[[ Records for this task, beginning ]]

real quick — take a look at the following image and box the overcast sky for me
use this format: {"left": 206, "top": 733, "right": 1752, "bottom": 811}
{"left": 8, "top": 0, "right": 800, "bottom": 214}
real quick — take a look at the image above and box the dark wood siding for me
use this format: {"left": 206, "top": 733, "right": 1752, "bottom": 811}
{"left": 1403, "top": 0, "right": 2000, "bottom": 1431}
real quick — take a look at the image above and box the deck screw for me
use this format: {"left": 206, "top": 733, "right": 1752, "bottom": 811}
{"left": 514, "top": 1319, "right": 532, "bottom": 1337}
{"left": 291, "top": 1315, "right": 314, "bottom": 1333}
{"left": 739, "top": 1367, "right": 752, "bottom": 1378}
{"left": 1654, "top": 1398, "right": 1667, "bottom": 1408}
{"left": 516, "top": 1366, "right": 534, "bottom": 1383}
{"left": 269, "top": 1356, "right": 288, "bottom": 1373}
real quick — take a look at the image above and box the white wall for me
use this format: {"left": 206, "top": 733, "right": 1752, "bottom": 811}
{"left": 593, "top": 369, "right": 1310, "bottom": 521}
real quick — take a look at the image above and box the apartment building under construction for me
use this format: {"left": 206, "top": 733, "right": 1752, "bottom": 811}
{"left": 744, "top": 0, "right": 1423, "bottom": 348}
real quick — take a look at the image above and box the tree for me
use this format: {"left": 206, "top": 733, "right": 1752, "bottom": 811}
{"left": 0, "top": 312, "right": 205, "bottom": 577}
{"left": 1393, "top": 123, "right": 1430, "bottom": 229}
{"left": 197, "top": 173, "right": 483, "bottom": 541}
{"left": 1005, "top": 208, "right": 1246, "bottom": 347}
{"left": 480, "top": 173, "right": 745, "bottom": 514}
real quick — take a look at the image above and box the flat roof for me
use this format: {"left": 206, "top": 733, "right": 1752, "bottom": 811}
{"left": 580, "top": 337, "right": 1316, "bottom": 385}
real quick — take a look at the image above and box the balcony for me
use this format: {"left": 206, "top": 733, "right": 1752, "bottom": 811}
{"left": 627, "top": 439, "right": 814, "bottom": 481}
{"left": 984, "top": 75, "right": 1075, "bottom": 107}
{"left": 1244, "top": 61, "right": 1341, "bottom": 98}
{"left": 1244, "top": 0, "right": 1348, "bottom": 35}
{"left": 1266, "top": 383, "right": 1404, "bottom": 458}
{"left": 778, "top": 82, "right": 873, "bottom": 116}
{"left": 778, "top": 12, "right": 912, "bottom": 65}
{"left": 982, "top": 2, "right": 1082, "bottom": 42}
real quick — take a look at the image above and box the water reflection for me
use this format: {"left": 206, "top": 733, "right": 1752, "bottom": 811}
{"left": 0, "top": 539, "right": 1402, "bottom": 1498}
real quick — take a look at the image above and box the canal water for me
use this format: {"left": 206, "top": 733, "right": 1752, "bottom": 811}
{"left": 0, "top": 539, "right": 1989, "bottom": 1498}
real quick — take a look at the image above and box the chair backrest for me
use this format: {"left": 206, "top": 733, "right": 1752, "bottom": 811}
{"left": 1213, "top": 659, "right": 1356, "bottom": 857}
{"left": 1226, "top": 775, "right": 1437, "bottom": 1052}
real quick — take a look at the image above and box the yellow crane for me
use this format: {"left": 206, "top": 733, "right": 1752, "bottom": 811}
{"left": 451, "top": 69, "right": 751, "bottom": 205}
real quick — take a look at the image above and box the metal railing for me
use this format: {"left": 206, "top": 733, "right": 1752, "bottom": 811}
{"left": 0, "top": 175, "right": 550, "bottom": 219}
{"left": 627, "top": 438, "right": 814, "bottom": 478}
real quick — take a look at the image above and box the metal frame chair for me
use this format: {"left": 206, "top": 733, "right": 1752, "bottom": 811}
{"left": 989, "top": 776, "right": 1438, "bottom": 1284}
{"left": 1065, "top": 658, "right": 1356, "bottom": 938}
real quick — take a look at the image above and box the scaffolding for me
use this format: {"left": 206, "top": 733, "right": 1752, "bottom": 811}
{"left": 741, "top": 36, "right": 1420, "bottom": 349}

[[ Records for this task, end ]]

### How to complete this task
Every line above carrying the word "metal" needs to be shown.

### Answer space
real quick — take a look at the image above and box the metal railing for me
real quick — take a look at the image above and box the metal frame chair for me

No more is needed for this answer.